In March, Congress passed the Families First Coronavirus Response Act (FFCRA), a new federal law providing emergency paid leave to covered workers for certain COVID-related purposes.
Last month, in response to an action by the New York Attorney General’s office, the Southern District of New York issued a decision striking down several elements of the US Department of Labor’s regulations issued under the FFCRA. Recently, the Department of Labor issued new revised regulations, which make several changes in response to the court’s decision, along with corresponding updates to the frequently asked questions. These new regulations will become effective immediately upon their formal publication in the Federal Register, expected to occur on February 16.
First, the regulations replace the prior, extremely broad definition of health care provider for purpose of the law’s potential exception to coverage with a substantially narrower definition. Under this new definition, only those who directly provide patient care or whose work is directly needed to provide healthcare services (such as lab technicians processing tests needed for diagnosis) are considered health care providers whose employers may elect to exclude them from coverage. In contrast to the prior definition, the health care provider exception now no longer applies to those who work in health care settings (or entities that contract with them) but whose work is not directly tied to patient care, such as cooks, building services workers, and billers. This revision should result in access to FFCRA leave for many workers who were formerly considered exempt from FFCRA requirements by their employers.
Second, the regulations reinstate that requirement that employers must have work available for an employee in order for that employee to take leave under the FFCRA, including clarifying that this requirement applies regardless of the purpose for which leave is taken. In response to the SDNY decision, the Department further explained the justification for the rule and provided additional clarification on its application. In particular, the Department framed the rule in terms of whether, but for the qualifying reasons for leave, an employee would have reported to work at all and reaffirmed that the requirement must be applied in a non-retaliatory and non-discriminatory fashion. While this additional explanation provides much-needed additional clarity on the rule’s application, we remain concerned about the impact of this requirement on workers with unpredictable schedules and other vulnerable workers.

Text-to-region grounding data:
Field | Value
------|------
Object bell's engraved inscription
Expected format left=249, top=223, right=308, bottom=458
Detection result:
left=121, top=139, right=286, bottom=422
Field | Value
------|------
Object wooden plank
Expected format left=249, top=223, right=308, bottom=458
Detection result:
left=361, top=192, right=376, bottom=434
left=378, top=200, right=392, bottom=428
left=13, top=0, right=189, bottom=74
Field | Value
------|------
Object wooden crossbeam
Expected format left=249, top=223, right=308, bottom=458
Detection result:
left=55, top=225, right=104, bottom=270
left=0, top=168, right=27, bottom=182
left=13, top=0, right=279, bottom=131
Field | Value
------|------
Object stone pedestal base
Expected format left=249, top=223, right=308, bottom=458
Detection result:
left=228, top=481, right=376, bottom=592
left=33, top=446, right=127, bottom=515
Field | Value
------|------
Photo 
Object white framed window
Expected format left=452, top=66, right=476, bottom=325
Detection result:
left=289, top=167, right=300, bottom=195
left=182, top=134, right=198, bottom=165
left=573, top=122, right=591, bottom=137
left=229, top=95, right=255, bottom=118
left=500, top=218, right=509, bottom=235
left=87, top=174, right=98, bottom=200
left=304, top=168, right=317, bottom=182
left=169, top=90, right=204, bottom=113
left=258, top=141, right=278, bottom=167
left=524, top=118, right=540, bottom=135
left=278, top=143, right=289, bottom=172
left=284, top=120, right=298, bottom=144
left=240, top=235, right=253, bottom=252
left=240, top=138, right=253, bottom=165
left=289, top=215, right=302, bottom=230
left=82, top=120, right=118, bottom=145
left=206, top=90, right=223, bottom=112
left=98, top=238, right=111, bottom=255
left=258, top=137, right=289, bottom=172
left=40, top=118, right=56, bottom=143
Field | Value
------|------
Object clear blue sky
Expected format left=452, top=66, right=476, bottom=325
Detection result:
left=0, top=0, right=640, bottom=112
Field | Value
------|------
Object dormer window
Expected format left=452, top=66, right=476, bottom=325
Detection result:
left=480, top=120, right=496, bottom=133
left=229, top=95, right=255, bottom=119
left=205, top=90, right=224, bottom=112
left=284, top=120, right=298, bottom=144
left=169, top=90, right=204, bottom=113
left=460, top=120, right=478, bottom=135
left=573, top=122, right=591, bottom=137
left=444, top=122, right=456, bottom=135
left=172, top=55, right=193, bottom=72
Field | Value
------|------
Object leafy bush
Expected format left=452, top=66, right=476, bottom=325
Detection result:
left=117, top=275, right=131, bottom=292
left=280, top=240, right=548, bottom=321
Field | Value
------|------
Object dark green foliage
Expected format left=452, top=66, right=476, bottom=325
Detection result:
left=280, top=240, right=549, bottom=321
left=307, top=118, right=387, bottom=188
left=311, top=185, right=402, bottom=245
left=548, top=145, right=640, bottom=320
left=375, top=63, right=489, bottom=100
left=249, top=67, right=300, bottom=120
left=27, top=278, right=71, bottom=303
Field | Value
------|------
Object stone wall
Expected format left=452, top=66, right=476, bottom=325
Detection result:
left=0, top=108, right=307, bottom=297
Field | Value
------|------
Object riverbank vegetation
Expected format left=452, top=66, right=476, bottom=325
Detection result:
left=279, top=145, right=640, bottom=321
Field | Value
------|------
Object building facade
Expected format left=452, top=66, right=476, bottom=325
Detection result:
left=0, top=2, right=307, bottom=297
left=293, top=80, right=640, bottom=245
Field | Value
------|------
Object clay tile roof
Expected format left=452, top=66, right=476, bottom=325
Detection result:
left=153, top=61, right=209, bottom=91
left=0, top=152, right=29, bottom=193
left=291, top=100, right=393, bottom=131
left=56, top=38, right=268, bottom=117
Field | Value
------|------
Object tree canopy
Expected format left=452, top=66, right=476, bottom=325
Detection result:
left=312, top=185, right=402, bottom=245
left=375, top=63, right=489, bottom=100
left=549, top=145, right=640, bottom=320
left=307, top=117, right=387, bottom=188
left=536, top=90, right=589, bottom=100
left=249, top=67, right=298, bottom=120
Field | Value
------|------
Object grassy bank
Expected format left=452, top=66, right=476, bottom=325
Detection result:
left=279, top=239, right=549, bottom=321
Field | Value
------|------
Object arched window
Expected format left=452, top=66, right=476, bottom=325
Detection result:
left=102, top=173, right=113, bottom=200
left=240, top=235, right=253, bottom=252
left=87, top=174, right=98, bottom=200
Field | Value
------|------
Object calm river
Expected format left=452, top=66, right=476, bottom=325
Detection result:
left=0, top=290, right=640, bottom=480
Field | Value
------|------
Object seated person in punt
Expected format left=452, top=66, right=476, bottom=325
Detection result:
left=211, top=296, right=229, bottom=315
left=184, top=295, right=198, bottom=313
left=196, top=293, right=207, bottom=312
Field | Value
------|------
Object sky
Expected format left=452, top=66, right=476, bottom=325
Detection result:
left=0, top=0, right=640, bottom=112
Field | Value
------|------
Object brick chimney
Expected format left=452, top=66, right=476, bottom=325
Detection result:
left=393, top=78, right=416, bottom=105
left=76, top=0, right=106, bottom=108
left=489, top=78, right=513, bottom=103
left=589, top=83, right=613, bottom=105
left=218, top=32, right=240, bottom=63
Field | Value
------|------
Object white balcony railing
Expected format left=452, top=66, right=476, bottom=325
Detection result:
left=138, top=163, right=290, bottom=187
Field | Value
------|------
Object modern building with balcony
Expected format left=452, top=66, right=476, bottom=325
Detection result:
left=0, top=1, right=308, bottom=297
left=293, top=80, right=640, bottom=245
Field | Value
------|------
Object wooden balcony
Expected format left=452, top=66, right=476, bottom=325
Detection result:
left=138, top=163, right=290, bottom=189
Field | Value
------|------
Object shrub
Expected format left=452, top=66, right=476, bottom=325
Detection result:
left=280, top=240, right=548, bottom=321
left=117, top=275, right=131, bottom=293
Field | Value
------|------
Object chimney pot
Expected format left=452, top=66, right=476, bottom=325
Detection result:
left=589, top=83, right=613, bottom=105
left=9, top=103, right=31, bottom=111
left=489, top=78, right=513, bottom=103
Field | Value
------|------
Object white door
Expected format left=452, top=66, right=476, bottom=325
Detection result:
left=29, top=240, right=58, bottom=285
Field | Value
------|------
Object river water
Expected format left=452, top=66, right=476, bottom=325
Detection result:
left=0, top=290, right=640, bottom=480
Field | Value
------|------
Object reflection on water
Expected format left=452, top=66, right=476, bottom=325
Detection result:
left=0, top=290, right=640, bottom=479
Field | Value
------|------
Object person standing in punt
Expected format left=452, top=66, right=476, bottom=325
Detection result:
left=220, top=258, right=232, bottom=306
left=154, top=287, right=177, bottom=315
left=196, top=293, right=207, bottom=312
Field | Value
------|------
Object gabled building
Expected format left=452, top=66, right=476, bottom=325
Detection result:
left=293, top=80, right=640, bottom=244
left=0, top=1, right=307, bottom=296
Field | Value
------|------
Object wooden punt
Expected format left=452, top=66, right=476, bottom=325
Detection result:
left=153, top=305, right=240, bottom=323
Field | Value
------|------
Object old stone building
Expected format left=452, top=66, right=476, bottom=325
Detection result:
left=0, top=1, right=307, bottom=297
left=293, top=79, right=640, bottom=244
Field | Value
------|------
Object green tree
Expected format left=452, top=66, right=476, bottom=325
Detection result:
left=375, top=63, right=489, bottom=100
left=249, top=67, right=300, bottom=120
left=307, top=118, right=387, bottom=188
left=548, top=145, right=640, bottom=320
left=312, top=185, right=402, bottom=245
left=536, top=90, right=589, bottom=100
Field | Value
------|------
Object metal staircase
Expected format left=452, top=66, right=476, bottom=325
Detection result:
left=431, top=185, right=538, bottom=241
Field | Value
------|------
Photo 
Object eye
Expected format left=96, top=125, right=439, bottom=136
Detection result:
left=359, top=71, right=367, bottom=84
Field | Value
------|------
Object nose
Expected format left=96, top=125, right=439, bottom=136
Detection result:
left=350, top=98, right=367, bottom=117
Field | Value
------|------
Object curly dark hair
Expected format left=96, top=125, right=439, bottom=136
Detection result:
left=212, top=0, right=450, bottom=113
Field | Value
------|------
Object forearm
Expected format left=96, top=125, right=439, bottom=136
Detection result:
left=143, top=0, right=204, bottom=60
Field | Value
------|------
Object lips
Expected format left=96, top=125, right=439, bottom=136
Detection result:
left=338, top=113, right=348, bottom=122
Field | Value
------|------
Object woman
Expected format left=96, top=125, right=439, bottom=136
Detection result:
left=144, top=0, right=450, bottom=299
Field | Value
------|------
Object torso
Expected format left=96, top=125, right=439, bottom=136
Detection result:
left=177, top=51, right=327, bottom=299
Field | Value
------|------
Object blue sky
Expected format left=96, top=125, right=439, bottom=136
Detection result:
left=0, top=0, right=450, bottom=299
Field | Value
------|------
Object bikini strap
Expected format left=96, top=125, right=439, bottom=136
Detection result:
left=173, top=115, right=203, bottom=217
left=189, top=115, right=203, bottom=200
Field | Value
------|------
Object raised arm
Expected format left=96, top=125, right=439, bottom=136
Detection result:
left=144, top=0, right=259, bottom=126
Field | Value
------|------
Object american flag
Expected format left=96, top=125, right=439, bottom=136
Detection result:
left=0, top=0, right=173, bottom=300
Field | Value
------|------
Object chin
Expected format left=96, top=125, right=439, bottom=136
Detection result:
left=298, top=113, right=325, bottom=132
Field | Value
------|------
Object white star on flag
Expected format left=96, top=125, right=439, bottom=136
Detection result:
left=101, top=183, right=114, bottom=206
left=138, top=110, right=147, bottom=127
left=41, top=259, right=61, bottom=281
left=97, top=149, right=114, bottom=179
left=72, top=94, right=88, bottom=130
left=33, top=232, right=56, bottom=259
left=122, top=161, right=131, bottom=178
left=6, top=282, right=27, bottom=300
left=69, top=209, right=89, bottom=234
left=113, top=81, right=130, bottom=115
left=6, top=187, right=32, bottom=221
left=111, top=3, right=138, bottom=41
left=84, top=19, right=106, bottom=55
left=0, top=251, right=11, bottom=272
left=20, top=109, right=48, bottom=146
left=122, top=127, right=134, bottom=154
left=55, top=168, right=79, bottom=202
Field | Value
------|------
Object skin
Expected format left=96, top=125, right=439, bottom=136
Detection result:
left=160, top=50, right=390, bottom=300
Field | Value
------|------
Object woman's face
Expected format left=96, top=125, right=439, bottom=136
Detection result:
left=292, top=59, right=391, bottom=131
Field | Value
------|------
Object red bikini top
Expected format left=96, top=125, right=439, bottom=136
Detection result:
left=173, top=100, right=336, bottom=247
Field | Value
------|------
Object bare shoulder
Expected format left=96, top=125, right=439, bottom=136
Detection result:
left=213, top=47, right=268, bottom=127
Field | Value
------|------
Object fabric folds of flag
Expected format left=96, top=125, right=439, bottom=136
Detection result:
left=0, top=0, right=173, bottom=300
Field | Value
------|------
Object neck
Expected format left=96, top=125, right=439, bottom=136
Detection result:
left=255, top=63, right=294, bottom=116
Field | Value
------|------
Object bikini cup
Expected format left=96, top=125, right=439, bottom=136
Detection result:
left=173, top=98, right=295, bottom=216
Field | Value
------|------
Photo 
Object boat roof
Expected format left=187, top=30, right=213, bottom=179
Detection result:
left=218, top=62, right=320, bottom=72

> [EXERCISE REQUIREMENTS]
a: According to the passage on the FFCRA regulations, which workers in health care settings are given as examples of those no longer covered by the health care provider exception?
b: Extend the passage on the FFCRA regulations, starting after its last sentence.

> [RESPONSE LIST]
a: Cooks, building services workers, and billers.

b:
Third, the regulations reinstate the requirement that workers obtain their employers’ consent in order to take leave on an intermittent basis. However, the new regulations packet clarifies that, for those whose children’s schools only allow the child to be physically in school some of the time and remote at other times, taking leave just when the child is receiving remote instruction (when the school is physically closed to that child) is not considered intermittent leave, presumably meaning employer consent is not required. The re-inclusion of the requirement of employer consent for intermittent leave places a significant limitation on the ability of workers to use the leave rights which they are guaranteed by law, particularly as many families try to use their limited bank of leave carefully to cover what may be a protracted period of need. However, the clarification that taking leave only when a child is learning remotely in a hybrid learning situation is not intermittent leave requiring employer consent, is helpful.
Fourth, the regulations clarify the rules regarding the timing for providing notice and documentation of the need for leave to an employer. The new regulations state that notice for expanded FMLA leave under FFCRA must be provided as soon as practicable, which in the case of a foreseeable need may be prior to the start of leave. The new regulations further clarify, in response to an inconsistency noted by the Southern District decision, that documentation must be provided as soon as practicable, typically at the same time as notice is provided.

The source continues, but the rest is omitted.